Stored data
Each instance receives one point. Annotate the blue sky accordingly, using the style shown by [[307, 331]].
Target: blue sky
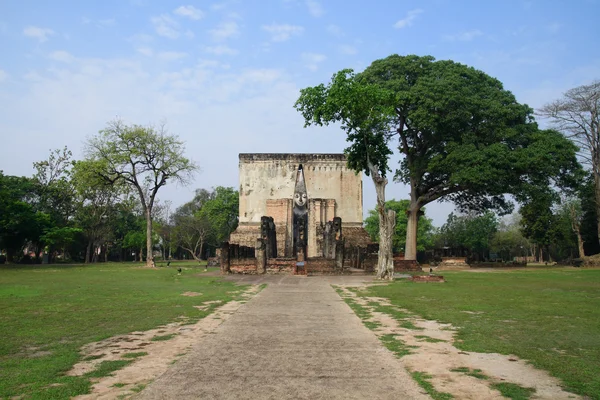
[[224, 75]]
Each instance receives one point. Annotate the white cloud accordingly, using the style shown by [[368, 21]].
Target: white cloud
[[190, 12], [463, 36], [62, 56], [225, 30], [221, 50], [312, 60], [166, 26], [38, 33], [281, 33], [315, 8], [347, 49], [171, 55], [554, 28], [147, 51], [408, 20], [335, 30]]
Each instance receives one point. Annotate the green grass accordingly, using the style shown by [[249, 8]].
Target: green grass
[[513, 391], [394, 345], [135, 355], [429, 339], [106, 368], [48, 312], [423, 380], [549, 316], [475, 373]]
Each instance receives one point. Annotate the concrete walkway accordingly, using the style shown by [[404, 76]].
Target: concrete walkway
[[297, 339]]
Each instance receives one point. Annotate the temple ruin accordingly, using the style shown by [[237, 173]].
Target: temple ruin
[[298, 213]]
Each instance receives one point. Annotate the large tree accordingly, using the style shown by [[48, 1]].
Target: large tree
[[462, 137], [577, 114], [208, 219], [143, 157], [471, 231], [425, 234]]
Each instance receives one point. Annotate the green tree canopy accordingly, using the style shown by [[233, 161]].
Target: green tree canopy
[[461, 135], [424, 236], [145, 159], [474, 232]]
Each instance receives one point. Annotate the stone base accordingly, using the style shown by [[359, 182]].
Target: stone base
[[402, 265]]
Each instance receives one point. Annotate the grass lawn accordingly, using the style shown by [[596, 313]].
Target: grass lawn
[[48, 312], [550, 317]]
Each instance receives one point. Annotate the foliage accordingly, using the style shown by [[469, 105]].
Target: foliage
[[527, 313], [508, 241], [208, 219], [19, 222], [145, 159], [425, 229]]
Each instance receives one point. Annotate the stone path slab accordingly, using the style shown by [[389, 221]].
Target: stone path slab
[[297, 339]]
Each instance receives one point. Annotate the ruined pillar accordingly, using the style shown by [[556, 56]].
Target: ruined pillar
[[339, 255], [261, 256], [225, 266]]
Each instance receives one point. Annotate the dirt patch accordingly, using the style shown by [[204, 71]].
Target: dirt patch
[[432, 351], [160, 354]]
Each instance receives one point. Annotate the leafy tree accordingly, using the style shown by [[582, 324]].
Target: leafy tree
[[538, 222], [54, 189], [508, 241], [471, 231], [424, 236], [571, 213], [577, 114], [18, 219], [589, 219], [145, 159], [96, 204], [365, 115], [222, 211], [462, 137]]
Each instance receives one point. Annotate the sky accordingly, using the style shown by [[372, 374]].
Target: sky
[[224, 75]]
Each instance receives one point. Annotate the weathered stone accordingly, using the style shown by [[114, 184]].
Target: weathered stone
[[314, 187]]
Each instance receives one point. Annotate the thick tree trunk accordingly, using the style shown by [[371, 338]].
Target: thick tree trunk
[[149, 256], [387, 224], [88, 250], [576, 226], [597, 197], [10, 255], [410, 250]]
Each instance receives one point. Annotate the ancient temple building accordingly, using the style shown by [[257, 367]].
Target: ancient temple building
[[302, 193]]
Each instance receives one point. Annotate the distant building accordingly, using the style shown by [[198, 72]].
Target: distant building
[[302, 193]]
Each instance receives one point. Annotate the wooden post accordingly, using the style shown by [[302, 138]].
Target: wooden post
[[225, 266]]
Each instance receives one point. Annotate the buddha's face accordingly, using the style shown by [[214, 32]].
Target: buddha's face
[[300, 199]]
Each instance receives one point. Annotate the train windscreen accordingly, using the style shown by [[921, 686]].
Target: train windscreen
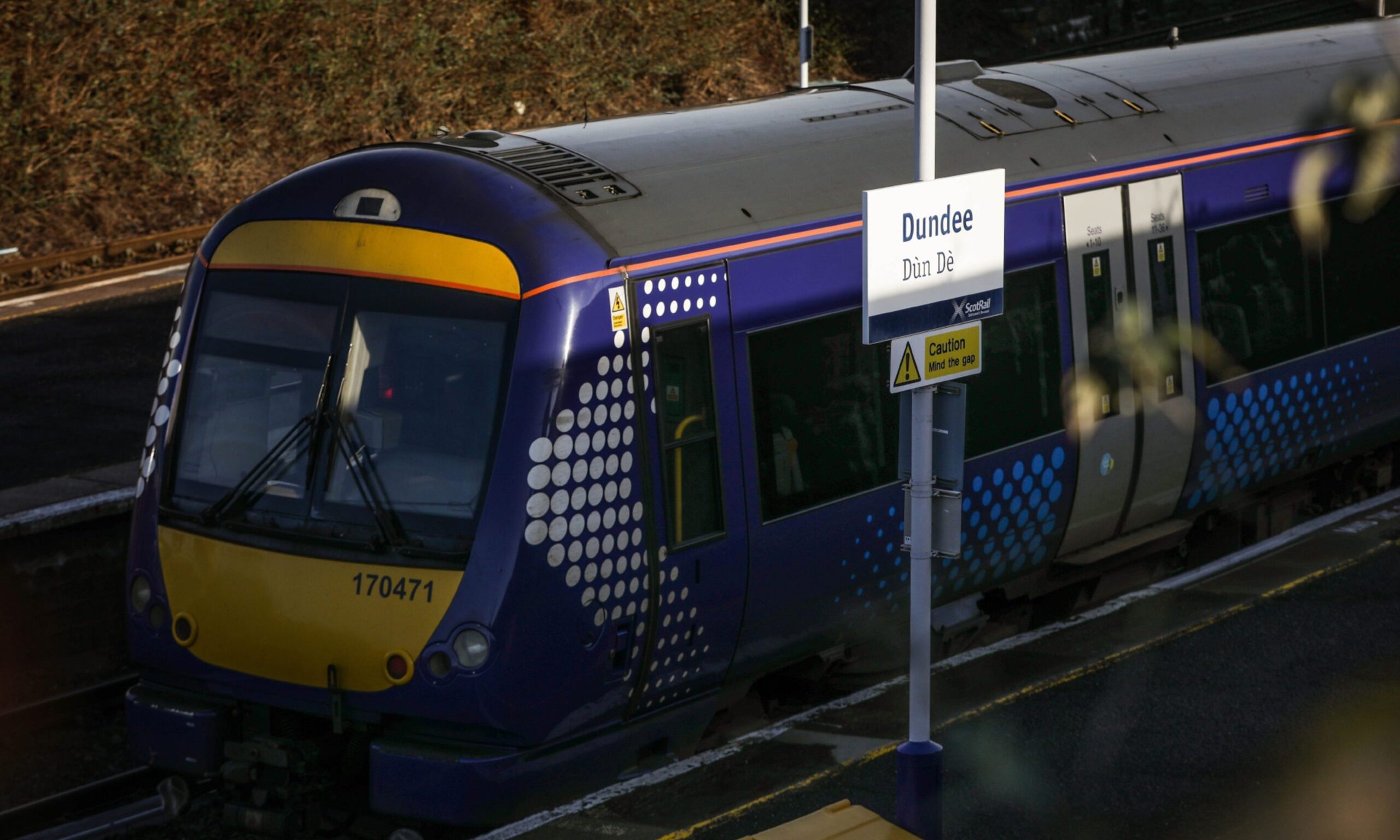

* **Task instructions**
Which lines of the records contain the word "dirt"? Return each of them in full.

* **Answer for the task**
Each instance receives one point. Annotate the dirt patch accordingly, using the style shown by [[204, 71]].
Target: dirt patch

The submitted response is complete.